▸ ACTIVITY: Write out all of the entries exactly, please.
SUPPLIED RECORDS Start Marker
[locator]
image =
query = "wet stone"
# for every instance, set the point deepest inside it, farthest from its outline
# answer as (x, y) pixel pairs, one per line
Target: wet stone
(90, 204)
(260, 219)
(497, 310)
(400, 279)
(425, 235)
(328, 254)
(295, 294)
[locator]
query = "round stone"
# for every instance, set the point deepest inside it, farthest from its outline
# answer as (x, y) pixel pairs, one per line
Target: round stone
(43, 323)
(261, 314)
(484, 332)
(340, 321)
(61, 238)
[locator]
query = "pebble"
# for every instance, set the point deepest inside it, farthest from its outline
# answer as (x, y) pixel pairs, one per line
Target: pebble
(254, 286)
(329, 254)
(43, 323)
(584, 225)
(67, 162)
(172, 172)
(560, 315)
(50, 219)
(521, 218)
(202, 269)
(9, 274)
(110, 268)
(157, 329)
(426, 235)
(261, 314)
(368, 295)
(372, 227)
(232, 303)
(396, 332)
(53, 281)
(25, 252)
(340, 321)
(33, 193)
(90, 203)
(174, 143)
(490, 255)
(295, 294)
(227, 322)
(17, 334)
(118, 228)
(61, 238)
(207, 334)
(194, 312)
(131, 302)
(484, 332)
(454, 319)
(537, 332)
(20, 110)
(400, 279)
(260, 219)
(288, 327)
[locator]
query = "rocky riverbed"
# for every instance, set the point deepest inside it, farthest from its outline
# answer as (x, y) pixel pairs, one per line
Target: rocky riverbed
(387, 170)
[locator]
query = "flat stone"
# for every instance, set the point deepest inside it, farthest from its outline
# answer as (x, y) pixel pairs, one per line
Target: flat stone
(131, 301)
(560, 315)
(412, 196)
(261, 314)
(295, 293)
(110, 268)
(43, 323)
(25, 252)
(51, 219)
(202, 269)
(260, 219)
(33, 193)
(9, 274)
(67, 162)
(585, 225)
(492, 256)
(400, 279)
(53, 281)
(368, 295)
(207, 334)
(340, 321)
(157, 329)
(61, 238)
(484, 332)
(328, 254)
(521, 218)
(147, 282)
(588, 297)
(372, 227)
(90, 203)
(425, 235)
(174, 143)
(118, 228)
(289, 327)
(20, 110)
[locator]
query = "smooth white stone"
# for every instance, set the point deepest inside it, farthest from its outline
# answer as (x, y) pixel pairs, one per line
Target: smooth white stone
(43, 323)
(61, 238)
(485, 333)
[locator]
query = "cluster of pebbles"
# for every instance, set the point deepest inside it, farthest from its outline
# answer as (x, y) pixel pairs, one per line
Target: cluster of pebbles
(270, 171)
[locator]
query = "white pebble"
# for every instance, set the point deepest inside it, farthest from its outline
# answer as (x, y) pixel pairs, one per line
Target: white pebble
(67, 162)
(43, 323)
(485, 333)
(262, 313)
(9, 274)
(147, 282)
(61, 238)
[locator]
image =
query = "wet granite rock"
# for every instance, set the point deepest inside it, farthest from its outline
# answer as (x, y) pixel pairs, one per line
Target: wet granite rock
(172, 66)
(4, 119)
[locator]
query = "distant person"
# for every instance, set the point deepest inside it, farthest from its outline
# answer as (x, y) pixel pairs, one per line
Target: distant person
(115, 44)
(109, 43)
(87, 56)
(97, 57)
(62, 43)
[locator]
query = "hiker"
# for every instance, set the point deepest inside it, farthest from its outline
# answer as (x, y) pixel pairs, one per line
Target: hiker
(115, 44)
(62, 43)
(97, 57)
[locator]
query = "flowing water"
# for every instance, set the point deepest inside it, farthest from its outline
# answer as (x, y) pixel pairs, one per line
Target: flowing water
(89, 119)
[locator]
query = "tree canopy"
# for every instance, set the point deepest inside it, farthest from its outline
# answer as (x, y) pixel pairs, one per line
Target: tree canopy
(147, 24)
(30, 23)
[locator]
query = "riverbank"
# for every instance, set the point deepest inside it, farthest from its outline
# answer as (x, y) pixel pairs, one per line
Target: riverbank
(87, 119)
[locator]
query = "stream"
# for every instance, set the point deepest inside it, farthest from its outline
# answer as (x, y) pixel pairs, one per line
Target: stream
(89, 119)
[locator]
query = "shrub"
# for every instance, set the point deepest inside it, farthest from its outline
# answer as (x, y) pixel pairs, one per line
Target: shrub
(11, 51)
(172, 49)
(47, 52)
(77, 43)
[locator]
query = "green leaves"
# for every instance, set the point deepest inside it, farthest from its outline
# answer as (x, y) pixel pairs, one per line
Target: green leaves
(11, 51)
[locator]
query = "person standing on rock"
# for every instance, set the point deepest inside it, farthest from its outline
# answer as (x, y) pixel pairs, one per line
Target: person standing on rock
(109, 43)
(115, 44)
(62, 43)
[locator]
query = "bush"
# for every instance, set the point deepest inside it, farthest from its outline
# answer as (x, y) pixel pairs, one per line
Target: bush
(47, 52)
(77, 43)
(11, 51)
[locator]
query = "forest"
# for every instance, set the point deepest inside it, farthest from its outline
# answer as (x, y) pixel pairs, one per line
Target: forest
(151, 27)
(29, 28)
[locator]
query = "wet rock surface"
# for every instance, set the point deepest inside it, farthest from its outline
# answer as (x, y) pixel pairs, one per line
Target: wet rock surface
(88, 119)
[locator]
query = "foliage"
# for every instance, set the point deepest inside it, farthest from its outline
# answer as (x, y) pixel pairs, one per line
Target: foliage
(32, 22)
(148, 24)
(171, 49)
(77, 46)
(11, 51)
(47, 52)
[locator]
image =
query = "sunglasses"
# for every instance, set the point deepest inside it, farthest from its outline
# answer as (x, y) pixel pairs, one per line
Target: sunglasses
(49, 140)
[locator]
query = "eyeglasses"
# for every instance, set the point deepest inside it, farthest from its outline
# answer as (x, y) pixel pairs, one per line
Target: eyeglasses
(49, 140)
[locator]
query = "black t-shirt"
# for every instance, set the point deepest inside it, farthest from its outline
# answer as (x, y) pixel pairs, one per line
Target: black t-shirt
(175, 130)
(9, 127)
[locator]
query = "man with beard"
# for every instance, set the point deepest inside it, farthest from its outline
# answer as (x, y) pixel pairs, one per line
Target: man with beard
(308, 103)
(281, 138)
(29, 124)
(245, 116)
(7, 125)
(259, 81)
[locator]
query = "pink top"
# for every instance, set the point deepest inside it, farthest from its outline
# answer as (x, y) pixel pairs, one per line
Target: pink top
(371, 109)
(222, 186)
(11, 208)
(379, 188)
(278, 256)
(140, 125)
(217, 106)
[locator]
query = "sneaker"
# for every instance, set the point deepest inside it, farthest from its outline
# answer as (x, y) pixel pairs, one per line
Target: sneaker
SUPPLIED RECORDS End Marker
▸ YOUR RESPONSE:
[locator]
image =
query = "wet stone"
# for every instance, set the point deepest inside it, farthest from its outline
# answer as (x, y) pixel pairs, one per line
Target: wet stone
(90, 204)
(260, 219)
(497, 310)
(400, 279)
(425, 235)
(328, 254)
(295, 294)
[locator]
query = "round stone"
# for every instance, set the point deepest inside it, farthest from its outline
# answer as (x, y) pixel pairs, one per line
Target: round stone
(43, 323)
(261, 314)
(484, 332)
(340, 321)
(61, 238)
[locator]
query = "pebble"
# for every instance, set the point deepest inside it, farthest from its outline
# answer as (x, y) pixel pairs, one per line
Target: pebble
(254, 286)
(329, 254)
(43, 323)
(584, 225)
(67, 162)
(172, 172)
(560, 315)
(50, 219)
(521, 218)
(202, 269)
(9, 274)
(110, 268)
(157, 329)
(426, 235)
(261, 314)
(368, 295)
(372, 227)
(232, 303)
(396, 332)
(53, 281)
(25, 252)
(340, 321)
(33, 193)
(90, 203)
(174, 143)
(490, 255)
(295, 294)
(227, 322)
(17, 334)
(118, 228)
(61, 238)
(207, 334)
(194, 312)
(131, 302)
(484, 332)
(454, 319)
(537, 332)
(20, 110)
(400, 279)
(260, 219)
(288, 327)
[locator]
query = "rocky riverbed"
# for every instance, set the point deepest inside it, farthest from its outline
# answer as (x, y) pixel pairs, one per line
Target: rocky riverbed
(387, 170)
[locator]
query = "flat stone"
# for every instance, set the point deepest inside it, farthest from its outline
# answer as (x, y) pixel pairs, one per line
Target: flat stone
(131, 301)
(560, 315)
(412, 196)
(261, 314)
(295, 293)
(110, 268)
(43, 323)
(25, 252)
(51, 219)
(202, 269)
(260, 219)
(33, 193)
(9, 274)
(67, 162)
(585, 225)
(492, 256)
(400, 279)
(53, 281)
(368, 295)
(207, 334)
(340, 321)
(157, 329)
(61, 238)
(484, 332)
(328, 254)
(521, 218)
(147, 282)
(588, 297)
(372, 227)
(90, 203)
(425, 235)
(174, 143)
(118, 228)
(289, 327)
(20, 110)
[locator]
query = "smooth white stone"
# for every instance, set the point deepest inside it, farthest from its outline
# answer as (x, y) pixel pairs, one per line
Target: smooth white stone
(43, 323)
(61, 238)
(485, 333)
[locator]
query = "cluster of pebbles"
# for every instance, set the point deepest inside it, farthest from its outline
# answer as (x, y) pixel pairs, one per line
Target: cluster of pebbles
(270, 171)
[locator]
query = "white pebble"
# for every instance, set the point deepest inside it, farthest from its outline
# answer as (x, y) pixel pairs, one per line
Target: white pebble
(67, 162)
(43, 323)
(485, 333)
(262, 313)
(9, 274)
(147, 282)
(61, 238)
[locator]
image =
query = "wet granite rock"
# for every instance, set the point deepest inside it, farthest from its outline
# answer as (x, y) pixel pairs, one per line
Target: wet granite rock
(172, 66)
(4, 119)
[locator]
query = "distant person"
# for every instance, set the point deepest inside it, farthest from its outline
# answer as (x, y) pixel pairs, one per line
Target: distant person
(115, 44)
(109, 43)
(87, 56)
(97, 57)
(62, 43)
[locator]
query = "hiker"
# for every instance, set the point deepest inside it, farthest from its outline
# answer as (x, y) pixel pairs, one per line
Target: hiker
(115, 44)
(62, 43)
(97, 57)
[locator]
query = "flowing water"
# for every instance, set the point deepest inside it, farthest from its outline
# answer as (x, y) pixel pairs, one per line
Target: flowing water
(89, 119)
[locator]
query = "tree canopy"
# for every instance, set the point deepest inside it, farthest from its outline
# answer as (x, y) pixel pairs, one per line
Target: tree canopy
(147, 24)
(30, 23)
[locator]
query = "riverbank"
# for every instance, set the point deepest inside it, farthest from its outline
# answer as (x, y) pixel pairs, one per line
Target: riverbank
(87, 119)
[locator]
query = "stream"
# for every instance, set the point deepest inside it, farthest from its outline
# answer as (x, y) pixel pairs, one per line
Target: stream
(89, 119)
[locator]
query = "shrub"
# for every instance, set the point deepest inside it, farthest from its outline
# answer as (x, y) pixel pairs, one per line
Target: shrub
(11, 51)
(172, 49)
(47, 52)
(77, 43)
[locator]
query = "green leaves"
# for every instance, set the point deepest inside it, farthest from its outline
# answer as (x, y) pixel pairs, one per line
Target: green leaves
(11, 51)
[locator]
query = "person standing on rock"
# for every instance, set the point deepest inside it, farthest from its outline
# answer as (x, y) pixel pairs, one per line
Target: person standing on rock
(109, 43)
(115, 44)
(62, 43)
[locator]
query = "bush"
# for every instance, set the point deepest inside it, farthest from its outline
# answer as (x, y) pixel pairs, one per line
Target: bush
(47, 52)
(77, 43)
(11, 51)
[locator]
query = "forest"
# for every instance, set the point deepest inside it, farthest from its outline
# answer as (x, y) pixel pairs, one per line
Target: forest
(151, 27)
(29, 28)
[locator]
query = "wet rock surface"
# for every instance, set the point deepest inside it, farthest from its outline
# answer as (x, y) pixel pairs, one per line
Target: wet rock surface
(88, 119)
[locator]
query = "foliage"
# for every instance, set the point deepest inside it, farthest from its outline
# answer as (x, y) pixel pairs, one per line
Target: foliage
(32, 22)
(148, 24)
(171, 49)
(77, 46)
(11, 51)
(47, 52)
[locator]
image =
query = "sunglasses"
# for every instance, set the point deepest inside it, farthest from its outline
# answer as (x, y) pixel pairs, one per line
Target: sunglasses
(49, 140)
[locator]
query = "eyeglasses"
# for every instance, set the point deepest inside it, farthest from its outline
# answer as (x, y) pixel pairs, one per line
Target: eyeglasses
(49, 140)
[locator]
query = "black t-shirt"
# for every instance, set the point deepest inside it, farthest from its outline
# answer as (x, y) pixel pairs, one per line
Target: black t-shirt
(175, 130)
(9, 127)
[locator]
query = "man with beard"
# for every instance, set the point deepest inside it, farthest from its outline
# answer as (x, y) pixel pairs, one per line
Target: man with beard
(308, 103)
(281, 138)
(29, 124)
(245, 116)
(7, 125)
(259, 81)
[locator]
query = "pink top"
# for every instance, set the point deepest inside it, farthest from its outline
# answer as (x, y) pixel pairs, one per line
Target: pink top
(371, 109)
(222, 186)
(11, 208)
(379, 188)
(278, 256)
(140, 125)
(217, 106)
[locator]
query = "sneaker"
# for every instance, set the point deepest inside it, farthest from its outline
# answer as (x, y) pixel pairs, one per line
Target: sneaker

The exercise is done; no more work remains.